** start of TASK INPUT **

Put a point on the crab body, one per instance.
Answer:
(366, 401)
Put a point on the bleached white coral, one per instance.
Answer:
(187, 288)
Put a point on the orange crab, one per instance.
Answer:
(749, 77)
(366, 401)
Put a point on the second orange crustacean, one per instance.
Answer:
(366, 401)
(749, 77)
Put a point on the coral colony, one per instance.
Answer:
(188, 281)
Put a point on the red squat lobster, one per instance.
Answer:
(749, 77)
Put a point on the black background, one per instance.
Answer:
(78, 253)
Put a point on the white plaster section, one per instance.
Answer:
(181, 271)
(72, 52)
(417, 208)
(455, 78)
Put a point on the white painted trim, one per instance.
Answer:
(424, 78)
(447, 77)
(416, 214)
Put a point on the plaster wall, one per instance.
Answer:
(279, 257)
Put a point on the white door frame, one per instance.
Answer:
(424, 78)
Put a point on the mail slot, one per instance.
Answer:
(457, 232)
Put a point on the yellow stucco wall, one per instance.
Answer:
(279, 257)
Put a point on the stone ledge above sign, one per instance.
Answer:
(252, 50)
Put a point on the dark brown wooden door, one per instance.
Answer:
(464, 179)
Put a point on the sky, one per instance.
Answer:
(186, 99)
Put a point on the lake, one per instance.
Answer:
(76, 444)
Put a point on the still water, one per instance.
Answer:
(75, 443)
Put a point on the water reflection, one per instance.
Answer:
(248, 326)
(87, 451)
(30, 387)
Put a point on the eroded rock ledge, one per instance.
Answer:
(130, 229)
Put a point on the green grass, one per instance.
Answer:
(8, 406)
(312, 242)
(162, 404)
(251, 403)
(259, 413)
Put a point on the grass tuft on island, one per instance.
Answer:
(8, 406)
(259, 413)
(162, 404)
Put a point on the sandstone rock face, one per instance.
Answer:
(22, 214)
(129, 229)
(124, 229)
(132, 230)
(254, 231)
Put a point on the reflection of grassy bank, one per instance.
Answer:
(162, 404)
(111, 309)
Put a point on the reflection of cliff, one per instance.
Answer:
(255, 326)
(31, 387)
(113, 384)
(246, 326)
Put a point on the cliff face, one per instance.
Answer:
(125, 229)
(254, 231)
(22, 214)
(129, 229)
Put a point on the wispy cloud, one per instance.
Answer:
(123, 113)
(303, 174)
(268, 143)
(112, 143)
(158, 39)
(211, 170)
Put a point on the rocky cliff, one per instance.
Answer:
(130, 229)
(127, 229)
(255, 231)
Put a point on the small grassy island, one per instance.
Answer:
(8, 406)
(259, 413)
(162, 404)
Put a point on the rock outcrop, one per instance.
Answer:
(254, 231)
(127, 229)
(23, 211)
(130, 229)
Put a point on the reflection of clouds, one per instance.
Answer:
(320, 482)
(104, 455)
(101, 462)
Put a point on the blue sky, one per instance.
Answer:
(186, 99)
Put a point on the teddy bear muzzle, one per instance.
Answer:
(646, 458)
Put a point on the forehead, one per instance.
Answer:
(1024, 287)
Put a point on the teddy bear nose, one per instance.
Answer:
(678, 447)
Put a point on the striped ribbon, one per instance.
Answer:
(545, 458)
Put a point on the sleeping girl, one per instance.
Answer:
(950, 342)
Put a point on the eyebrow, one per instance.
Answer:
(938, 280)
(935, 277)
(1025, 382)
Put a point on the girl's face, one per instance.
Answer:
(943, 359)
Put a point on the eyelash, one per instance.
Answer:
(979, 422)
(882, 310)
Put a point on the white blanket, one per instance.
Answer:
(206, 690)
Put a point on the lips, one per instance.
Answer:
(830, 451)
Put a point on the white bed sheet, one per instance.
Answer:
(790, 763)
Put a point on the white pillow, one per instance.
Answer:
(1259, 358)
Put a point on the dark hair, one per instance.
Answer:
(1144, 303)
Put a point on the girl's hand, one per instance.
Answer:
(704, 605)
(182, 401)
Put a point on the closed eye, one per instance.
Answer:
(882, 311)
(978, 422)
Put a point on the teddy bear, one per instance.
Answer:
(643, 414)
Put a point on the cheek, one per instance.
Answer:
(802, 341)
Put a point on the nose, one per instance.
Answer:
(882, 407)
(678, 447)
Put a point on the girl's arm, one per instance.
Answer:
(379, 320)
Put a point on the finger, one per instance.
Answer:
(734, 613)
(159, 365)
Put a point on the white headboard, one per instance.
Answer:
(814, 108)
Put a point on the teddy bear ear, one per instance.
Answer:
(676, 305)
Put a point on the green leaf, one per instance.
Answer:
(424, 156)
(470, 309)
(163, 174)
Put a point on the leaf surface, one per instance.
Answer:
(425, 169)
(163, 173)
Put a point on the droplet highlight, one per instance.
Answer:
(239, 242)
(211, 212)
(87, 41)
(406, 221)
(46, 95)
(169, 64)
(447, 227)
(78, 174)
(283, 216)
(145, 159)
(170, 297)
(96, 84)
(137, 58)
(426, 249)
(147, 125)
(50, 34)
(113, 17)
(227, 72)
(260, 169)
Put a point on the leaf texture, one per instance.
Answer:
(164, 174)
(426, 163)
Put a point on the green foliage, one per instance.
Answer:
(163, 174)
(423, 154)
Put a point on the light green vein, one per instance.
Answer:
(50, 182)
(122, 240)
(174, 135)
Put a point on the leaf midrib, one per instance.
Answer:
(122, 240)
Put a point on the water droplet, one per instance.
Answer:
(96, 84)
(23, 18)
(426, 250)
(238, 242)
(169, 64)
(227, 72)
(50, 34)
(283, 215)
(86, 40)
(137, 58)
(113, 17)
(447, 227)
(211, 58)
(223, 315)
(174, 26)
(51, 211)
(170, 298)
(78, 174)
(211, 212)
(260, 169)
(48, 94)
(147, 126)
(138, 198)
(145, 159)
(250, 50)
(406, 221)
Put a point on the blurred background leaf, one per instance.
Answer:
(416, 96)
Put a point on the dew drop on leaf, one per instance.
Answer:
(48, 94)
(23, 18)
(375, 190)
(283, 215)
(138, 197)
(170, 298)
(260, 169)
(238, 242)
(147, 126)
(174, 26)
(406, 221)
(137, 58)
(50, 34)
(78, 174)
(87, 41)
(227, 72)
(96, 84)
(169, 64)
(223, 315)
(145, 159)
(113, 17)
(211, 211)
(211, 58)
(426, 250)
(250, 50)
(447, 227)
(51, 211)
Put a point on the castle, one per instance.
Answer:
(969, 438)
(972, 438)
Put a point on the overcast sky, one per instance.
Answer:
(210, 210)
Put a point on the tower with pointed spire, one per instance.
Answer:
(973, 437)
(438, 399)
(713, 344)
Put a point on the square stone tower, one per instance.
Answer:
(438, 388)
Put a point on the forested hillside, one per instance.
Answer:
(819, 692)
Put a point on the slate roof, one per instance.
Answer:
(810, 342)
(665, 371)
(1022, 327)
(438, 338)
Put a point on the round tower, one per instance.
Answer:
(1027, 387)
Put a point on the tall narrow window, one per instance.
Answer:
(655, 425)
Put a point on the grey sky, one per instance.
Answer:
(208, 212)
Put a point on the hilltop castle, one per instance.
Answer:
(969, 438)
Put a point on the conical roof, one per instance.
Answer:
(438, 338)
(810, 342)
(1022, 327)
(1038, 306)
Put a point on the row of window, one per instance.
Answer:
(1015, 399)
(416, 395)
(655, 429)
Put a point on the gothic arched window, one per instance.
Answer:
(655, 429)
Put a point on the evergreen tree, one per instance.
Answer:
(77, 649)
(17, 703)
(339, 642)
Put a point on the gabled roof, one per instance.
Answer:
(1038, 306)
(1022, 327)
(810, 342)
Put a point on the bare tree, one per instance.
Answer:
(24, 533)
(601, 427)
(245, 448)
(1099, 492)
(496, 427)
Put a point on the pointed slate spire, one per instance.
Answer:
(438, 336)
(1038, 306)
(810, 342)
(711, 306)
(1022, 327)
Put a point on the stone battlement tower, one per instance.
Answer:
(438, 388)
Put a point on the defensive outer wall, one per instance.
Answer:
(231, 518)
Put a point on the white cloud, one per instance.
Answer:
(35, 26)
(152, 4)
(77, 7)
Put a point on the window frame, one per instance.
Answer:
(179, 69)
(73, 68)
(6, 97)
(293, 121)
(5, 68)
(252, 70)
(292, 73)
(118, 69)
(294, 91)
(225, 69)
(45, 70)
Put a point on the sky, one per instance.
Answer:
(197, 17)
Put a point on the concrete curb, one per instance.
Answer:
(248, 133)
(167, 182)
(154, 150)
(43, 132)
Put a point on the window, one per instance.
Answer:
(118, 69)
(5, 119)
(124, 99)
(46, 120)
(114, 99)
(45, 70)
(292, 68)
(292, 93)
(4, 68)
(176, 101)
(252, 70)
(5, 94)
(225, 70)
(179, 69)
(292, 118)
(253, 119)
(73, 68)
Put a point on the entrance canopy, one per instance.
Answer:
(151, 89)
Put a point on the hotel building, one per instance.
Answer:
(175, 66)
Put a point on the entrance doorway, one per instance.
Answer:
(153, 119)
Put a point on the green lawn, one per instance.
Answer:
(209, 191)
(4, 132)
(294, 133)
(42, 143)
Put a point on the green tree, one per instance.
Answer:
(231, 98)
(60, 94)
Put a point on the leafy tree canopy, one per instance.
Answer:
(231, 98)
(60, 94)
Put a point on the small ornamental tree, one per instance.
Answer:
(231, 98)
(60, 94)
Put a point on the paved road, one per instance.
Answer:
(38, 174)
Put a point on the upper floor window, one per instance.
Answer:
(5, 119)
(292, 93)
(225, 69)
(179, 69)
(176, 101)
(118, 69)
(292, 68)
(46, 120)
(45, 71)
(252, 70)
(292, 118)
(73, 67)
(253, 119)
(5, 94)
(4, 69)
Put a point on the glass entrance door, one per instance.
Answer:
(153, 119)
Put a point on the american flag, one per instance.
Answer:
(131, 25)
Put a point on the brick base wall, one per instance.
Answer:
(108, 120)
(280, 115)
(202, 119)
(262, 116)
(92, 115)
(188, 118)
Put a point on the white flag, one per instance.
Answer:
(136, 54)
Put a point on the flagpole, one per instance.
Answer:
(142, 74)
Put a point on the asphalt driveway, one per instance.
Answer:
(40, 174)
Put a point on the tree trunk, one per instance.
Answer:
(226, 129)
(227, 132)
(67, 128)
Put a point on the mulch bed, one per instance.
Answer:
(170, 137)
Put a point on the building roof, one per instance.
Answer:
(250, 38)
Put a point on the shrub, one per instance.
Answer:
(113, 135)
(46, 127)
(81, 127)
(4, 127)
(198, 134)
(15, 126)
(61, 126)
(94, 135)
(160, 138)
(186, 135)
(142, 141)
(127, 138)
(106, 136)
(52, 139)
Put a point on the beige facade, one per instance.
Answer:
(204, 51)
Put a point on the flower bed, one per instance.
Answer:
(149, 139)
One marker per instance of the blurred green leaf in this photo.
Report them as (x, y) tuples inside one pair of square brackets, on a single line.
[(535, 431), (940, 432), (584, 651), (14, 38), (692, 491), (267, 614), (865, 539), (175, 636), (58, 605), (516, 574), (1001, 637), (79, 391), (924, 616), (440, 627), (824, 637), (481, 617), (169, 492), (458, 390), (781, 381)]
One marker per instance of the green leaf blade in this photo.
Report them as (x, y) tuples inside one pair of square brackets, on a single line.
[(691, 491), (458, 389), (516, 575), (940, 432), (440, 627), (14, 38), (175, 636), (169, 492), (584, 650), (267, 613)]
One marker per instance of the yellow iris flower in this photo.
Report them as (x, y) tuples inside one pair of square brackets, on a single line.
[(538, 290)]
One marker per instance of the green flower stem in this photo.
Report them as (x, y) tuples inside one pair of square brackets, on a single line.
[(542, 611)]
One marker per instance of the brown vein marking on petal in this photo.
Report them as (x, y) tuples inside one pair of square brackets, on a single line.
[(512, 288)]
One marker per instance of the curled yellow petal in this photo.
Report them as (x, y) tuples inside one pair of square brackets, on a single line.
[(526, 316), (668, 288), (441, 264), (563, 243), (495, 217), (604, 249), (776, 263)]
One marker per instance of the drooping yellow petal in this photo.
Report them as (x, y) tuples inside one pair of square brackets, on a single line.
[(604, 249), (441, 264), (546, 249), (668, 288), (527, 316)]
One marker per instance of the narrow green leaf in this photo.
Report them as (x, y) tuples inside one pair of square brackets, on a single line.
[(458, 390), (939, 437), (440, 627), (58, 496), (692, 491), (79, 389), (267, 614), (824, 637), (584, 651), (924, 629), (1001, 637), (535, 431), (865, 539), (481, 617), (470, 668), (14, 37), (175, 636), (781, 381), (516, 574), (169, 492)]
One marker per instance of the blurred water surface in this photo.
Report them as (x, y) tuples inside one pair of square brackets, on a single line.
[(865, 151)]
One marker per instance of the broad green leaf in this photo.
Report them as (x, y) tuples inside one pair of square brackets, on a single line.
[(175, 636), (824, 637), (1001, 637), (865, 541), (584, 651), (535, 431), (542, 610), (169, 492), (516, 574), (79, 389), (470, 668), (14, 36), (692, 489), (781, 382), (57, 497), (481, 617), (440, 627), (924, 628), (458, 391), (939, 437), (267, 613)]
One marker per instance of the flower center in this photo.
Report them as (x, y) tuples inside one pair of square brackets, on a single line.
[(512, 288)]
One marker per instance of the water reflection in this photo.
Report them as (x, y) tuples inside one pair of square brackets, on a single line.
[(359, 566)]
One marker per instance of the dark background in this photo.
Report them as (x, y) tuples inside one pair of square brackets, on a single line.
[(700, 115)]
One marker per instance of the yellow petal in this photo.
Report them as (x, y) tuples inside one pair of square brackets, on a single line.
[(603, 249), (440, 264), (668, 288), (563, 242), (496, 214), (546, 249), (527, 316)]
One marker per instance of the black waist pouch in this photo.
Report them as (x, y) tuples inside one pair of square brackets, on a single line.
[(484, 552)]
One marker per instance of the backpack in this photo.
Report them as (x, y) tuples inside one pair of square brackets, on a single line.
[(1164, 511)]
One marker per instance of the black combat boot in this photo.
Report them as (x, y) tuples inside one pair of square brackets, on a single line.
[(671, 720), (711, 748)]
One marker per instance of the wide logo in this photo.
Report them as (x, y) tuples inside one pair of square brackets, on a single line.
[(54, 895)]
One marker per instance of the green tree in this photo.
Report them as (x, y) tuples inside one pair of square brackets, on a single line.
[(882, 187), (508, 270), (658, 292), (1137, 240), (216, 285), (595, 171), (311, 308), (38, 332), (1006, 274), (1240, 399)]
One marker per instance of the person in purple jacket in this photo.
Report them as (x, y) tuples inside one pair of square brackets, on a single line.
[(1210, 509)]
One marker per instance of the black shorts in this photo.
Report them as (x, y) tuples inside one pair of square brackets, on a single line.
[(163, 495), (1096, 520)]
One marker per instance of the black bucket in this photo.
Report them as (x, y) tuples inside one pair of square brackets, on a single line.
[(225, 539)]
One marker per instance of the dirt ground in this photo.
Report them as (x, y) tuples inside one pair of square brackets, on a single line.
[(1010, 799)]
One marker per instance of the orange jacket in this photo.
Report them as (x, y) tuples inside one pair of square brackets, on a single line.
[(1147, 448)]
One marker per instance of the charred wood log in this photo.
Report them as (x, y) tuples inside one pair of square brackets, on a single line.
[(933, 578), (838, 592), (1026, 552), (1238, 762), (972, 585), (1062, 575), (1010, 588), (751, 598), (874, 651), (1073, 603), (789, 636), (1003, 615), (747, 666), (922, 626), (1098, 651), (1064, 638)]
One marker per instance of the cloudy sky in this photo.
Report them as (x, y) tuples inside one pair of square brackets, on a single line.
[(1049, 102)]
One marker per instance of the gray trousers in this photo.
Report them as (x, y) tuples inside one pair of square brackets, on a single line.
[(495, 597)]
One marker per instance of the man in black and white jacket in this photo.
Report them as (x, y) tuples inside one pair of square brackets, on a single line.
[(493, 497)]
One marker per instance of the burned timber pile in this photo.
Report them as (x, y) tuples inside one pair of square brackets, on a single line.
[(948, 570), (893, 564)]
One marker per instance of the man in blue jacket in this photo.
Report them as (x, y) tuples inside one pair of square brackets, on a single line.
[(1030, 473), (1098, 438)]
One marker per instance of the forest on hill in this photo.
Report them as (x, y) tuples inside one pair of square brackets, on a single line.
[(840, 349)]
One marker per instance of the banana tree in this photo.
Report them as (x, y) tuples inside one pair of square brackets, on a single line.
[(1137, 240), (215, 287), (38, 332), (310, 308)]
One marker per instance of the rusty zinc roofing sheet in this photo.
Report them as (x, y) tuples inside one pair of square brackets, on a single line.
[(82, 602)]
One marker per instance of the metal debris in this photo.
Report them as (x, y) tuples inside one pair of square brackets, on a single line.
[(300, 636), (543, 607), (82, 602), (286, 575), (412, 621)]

** end of TASK INPUT **

**PROBLEM DESCRIPTION:** Convert everything from the line containing "Put a point on the green lawn, one" down to the line containing "390), (781, 381)]" into a two-column CSV with the headers text and answer. Give one row for each piece of text and its answer, with each value in a single quoted field and line breaks replaced by spaces.

**EXPECTED ANSWER:**
text,answer
"Put a point on the green lawn, one per instance. Answer:","(209, 191) (4, 132) (294, 133) (42, 143)"
"Put a point on the green tree, one per instance. Answer:","(231, 98) (60, 94)"
"Put a point on the leafy tree canopy, one per instance. Answer:","(231, 98) (60, 94)"
"Put a point on the small ornamental tree, one per instance. Answer:","(231, 98) (60, 94)"
"Put a point on the paved road, one per instance. Answer:","(38, 174)"
"Put a point on the upper floor window, one per instance. Answer:","(5, 119) (292, 93) (225, 69) (179, 69) (176, 101) (118, 69) (292, 68) (46, 120) (45, 71) (252, 70) (292, 118) (73, 67) (253, 119) (5, 94) (4, 69)"
"Put a point on the glass entrance door, one per instance. Answer:","(153, 119)"
"Put a point on the american flag, one per instance. Answer:","(131, 25)"
"Put a point on the brick base wall, one per instance. Answer:","(108, 120) (280, 115) (202, 119) (262, 116) (92, 115) (188, 118)"
"Put a point on the white flag, one per instance. Answer:","(136, 54)"
"Put a point on the flagpole, one per instance. Answer:","(142, 74)"
"Put a point on the asphalt driveway, one per instance. Answer:","(40, 174)"
"Put a point on the tree trunk, one per instance. Answer:","(226, 129) (227, 132) (67, 128)"
"Put a point on the mulch bed, one per instance. Answer:","(170, 137)"
"Put a point on the building roof, one per instance. Answer:","(250, 38)"
"Put a point on the shrub, one per instance. Answer:","(113, 135) (46, 127) (81, 127) (4, 127) (198, 134) (15, 126) (61, 126) (94, 135) (160, 138) (186, 135) (142, 141) (127, 138) (106, 136) (52, 139)"
"Put a point on the beige facade, one per instance. Answer:","(204, 51)"
"Put a point on the flower bed, one per instance. Answer:","(149, 139)"
"One marker per instance of the blurred green leaf in this photo. Report them as (x, y) tuples inside one pair of square brackets, on a single line.","[(535, 431), (940, 432), (584, 651), (14, 38), (692, 491), (267, 614), (865, 539), (175, 636), (58, 605), (516, 574), (1001, 637), (79, 391), (924, 616), (440, 627), (824, 637), (481, 617), (169, 492), (458, 390), (781, 381)]"